(Stored entries)

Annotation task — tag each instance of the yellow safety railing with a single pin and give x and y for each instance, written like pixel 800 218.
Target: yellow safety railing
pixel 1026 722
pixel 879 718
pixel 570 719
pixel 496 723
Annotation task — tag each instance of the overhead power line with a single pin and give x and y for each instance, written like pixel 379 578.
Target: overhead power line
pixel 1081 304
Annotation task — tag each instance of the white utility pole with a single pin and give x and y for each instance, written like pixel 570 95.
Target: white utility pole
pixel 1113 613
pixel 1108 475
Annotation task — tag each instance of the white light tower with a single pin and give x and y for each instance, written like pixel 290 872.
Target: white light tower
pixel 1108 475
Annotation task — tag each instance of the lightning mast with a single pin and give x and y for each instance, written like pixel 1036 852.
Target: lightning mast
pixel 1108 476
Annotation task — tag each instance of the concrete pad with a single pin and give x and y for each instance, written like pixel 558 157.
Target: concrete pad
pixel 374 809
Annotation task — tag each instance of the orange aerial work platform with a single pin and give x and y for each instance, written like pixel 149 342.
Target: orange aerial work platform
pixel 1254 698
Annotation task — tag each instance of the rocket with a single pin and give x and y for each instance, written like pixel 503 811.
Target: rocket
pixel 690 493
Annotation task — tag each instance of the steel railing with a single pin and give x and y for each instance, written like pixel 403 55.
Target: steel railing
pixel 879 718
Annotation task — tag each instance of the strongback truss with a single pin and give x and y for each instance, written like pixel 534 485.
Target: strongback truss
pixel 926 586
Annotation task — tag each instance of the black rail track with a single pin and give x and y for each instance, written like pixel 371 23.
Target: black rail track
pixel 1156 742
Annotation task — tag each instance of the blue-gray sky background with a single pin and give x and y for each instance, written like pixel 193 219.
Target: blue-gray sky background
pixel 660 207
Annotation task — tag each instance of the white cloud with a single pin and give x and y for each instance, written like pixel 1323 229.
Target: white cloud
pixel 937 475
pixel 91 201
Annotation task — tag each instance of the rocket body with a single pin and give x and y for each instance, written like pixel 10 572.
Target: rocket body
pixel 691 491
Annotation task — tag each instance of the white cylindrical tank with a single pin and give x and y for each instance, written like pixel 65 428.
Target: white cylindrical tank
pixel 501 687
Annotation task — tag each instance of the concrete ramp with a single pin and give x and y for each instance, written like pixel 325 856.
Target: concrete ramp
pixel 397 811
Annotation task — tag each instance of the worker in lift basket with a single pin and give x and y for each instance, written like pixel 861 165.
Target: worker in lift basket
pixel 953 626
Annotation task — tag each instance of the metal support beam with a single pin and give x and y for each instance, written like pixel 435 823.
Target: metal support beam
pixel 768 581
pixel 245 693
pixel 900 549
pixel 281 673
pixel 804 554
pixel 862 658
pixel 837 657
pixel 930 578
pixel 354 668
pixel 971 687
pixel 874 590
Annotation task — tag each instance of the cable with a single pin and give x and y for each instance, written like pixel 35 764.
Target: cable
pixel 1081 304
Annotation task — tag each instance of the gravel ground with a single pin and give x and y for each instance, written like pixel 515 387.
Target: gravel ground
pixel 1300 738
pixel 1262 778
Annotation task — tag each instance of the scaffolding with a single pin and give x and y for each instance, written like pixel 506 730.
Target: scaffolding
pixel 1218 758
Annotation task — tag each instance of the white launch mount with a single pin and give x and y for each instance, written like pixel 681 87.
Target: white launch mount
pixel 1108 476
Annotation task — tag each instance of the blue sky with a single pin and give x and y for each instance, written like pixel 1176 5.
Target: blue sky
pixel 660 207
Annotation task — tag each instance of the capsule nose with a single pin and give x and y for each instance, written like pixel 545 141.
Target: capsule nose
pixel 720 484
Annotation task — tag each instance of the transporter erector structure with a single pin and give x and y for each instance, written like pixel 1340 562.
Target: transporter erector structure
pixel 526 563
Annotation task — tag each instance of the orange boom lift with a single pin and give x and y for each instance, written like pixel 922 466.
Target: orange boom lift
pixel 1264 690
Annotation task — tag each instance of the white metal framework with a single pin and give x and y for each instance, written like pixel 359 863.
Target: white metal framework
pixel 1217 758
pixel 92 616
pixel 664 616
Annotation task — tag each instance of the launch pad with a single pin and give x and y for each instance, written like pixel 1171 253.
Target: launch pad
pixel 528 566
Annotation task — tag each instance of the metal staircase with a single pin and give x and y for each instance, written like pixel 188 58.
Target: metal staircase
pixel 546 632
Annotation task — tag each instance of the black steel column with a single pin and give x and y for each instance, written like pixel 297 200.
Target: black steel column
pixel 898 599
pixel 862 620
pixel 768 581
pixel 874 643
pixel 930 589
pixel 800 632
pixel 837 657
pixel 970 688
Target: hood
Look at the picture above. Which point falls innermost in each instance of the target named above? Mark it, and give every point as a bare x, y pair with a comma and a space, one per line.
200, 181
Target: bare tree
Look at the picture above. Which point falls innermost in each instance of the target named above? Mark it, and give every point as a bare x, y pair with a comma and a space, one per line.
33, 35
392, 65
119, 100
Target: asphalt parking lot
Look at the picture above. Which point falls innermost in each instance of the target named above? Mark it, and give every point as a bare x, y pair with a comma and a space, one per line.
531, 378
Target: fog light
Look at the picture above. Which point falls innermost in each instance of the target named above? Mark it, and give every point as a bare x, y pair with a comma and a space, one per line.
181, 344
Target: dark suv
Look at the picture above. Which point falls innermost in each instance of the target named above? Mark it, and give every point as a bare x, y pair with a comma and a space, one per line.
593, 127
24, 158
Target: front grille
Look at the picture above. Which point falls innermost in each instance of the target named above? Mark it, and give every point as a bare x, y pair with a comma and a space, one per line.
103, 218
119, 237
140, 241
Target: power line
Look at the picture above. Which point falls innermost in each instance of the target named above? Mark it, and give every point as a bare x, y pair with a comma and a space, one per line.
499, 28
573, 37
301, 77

- _Task_
Although the records may continue, retype only the lines from the first one through the one containing "Annotation task — tag each instance of the orange aerial", exactly as they appear.

- _Result_
Annotation task — tag each instance of the yellow safety railing with a single pin and give x and y for each instance, written like pixel 800 218.
Target: yellow safety railing
pixel 1026 722
pixel 879 718
pixel 570 719
pixel 496 723
Annotation task — tag each instance of the overhead power line with a single pin and give x and y for each instance, written like pixel 379 578.
Target: overhead power line
pixel 1081 304
Annotation task — tag each instance of the white utility pole with a single pin and give x and y for each instance, written like pixel 570 95.
Target: white utility pole
pixel 1113 613
pixel 1108 475
Annotation task — tag each instance of the white light tower with a single pin and give x and y for each instance, written like pixel 290 872.
Target: white light tower
pixel 1108 475
Annotation task — tag each instance of the lightning mast with a single pin and give x and y for each instance, written like pixel 1036 852.
Target: lightning mast
pixel 1108 476
Annotation task — tag each instance of the concrete pad with a single pin and give x and y for each instance, written like pixel 558 157.
Target: concrete pad
pixel 374 809
Annotation task — tag each instance of the orange aerial work platform with a single pin and give x and y for each instance, written like pixel 149 342.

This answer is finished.